Now retired and happy to be back home, the noted second greatest black Briton recalled his journey and accomplishments which grated him since leaving Barbados in 1962.
In an interview with the Barbados Advocate, Bishop Wood, a past Combermerian spoke of his calling to the Ministry as a young man regularly worshipping at St. Ann’s in St. Joseph and his admittance to Codrington College in 1957, where is studied alongside the Right Reverend Dr. Rufus Brome.
Having being ordained Deacon on the island after completion of studies in 1962, Bishop Wood’s journey had just begun as he was sent to the Diocese of London, first serving in a parish called St. Stephen’s Shepherd’s Bush.
Throughout his Ministry, Bishop Wood had a strong interest in race relations and social justice in London, as it was for this interest that he was appointed the Bishop of London Officer in race relations, also serving on a number of other important boards, from 1978 to 1981.
He recalled: “I was a member of a Royal Commission called the Royal Commission on Criminal Procedures and in our report, we recommended an establishment of an independent prosecuting service, which has now been established, called the ‘Crown Prosecuting Service’. Up to that point, police would investigate and prosecute, but we recommended an independent prosecuting service.”
Serving on the Archbishop Commission on urban priority areas – where for three years he and his team visited all the cities and towns in England, such as the large housing estates and areas in need of assistance – Bishop Wood noted that a report on the findings were published and also recalled the setting up of the urban church fund.

_Some records_
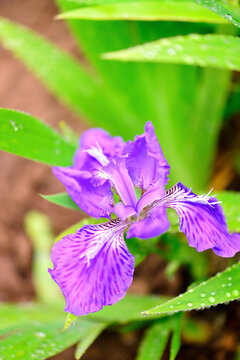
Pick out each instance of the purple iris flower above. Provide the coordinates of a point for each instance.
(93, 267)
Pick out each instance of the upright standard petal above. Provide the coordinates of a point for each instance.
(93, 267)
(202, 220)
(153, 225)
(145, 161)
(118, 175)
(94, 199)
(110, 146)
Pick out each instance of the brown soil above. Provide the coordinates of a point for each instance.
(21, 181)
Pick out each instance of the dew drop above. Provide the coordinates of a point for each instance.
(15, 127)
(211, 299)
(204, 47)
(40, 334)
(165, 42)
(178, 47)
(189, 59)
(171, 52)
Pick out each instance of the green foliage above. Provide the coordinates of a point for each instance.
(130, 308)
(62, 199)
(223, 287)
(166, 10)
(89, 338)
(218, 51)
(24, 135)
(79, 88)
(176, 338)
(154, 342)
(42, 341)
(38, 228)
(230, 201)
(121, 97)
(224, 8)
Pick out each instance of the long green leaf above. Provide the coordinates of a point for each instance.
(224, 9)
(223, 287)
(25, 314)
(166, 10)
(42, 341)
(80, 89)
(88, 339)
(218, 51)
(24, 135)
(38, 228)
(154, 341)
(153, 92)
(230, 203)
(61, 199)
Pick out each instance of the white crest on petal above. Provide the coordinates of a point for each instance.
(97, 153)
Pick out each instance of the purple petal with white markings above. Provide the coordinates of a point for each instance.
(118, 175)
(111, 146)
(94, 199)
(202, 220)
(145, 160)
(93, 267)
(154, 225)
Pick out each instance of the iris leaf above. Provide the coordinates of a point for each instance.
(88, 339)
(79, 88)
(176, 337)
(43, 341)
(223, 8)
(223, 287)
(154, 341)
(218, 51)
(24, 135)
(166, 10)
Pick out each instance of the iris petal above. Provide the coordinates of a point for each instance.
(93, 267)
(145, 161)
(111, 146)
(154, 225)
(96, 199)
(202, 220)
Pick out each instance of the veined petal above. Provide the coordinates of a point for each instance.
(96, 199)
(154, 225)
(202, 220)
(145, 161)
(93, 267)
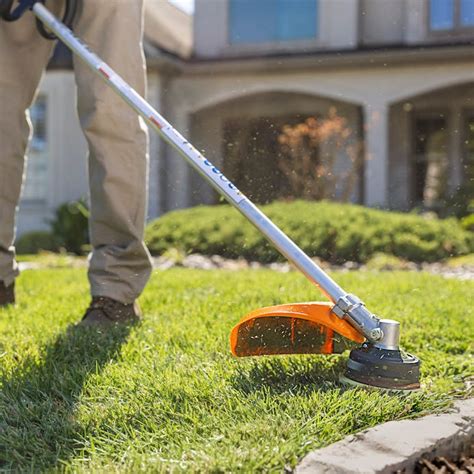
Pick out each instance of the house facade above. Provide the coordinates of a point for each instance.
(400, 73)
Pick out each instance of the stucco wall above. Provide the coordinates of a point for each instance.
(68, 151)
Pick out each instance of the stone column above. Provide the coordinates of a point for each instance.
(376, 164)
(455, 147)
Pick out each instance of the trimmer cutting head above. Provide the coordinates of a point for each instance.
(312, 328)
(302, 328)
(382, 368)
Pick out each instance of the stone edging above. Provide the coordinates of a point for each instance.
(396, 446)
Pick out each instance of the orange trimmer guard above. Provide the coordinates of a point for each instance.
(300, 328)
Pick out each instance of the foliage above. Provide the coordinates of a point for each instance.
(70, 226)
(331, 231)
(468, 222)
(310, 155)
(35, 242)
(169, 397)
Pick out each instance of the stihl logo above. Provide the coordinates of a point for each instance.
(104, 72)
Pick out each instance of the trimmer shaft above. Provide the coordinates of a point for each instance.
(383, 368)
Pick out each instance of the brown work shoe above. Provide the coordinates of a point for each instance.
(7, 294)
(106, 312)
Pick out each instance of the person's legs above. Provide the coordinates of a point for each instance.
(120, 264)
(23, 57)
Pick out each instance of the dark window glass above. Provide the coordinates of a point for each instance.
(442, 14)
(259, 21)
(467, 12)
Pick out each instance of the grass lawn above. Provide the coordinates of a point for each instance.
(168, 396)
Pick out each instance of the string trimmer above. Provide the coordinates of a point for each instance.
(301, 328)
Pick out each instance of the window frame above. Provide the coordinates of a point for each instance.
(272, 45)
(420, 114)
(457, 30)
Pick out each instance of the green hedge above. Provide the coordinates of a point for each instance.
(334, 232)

_Tasks for this exercise_
**1)** In the passage on Bishop Wood, which parish did he serve in first after being sent to the Diocese of London?
**2)** Repeat the stretch of the passage on Bishop Wood from "Serving on the" through "urban church fund.".
**3)** Go on with the passage on Bishop Wood from the point where it stops.

_In response_
**1)** St. Stephen's Shepherd's Bush.

**2)**
Serving on the Archbishop Commission on urban priority areas – where for three years he and his team visited all the cities and towns in England, such as the large housing estates and areas in need of assistance – Bishop Wood noted that a report on the findings were published and also recalled the setting up of the urban church fund.

**3)**
Bishop Wood also served as a Lay Magistrate from 1971 to 1982. He was the moderator of the World Council of Churches Programme to Combat Racism, known for its work on South African apartheid, acknowledging the importance of the work of commission as they supported the liberation movements against the racist apartheid regime in South Africa.
Serving as Archdeacon of Southwark from 1982 until his consecration as Bishop of Croydon in 1985, where he oversaw the Croydon Episcopal Area, Bishop Wood said that the honour was very humbling.
“When I become Bishop of Croydon in 1985, it was a big occasion because I was then becoming the first ever black Bishop in the Church of England. At the service at St. Paul’s Cathedral, which holds 2 900 [people], there was not enough room, as people had come from all over the world – mostly black [people] were in attendance – and there are 49 bishops who took part in the service. Actually, when my appointment was announced, I received 703 letters of congratulations and well wishes. It was a great day,” he expressed.
In 2000, another great honour was placed upon the Bishop, as Queen Elizabeth II appointed him Knight of St. Andrew (Order of Barbados), for his contribution to race relations in the United Kingdom and general contribution to the welfare of Barbadians living here.
Before his retirement in 2002, Bishop Wilfred Wood also served on the Board of the UK’s Housing Corporation from 1986 to 1995 and was a founder-member of a number of housing associations and revealed that up to his retirement, he was either president or patron of 26 charitable organisations.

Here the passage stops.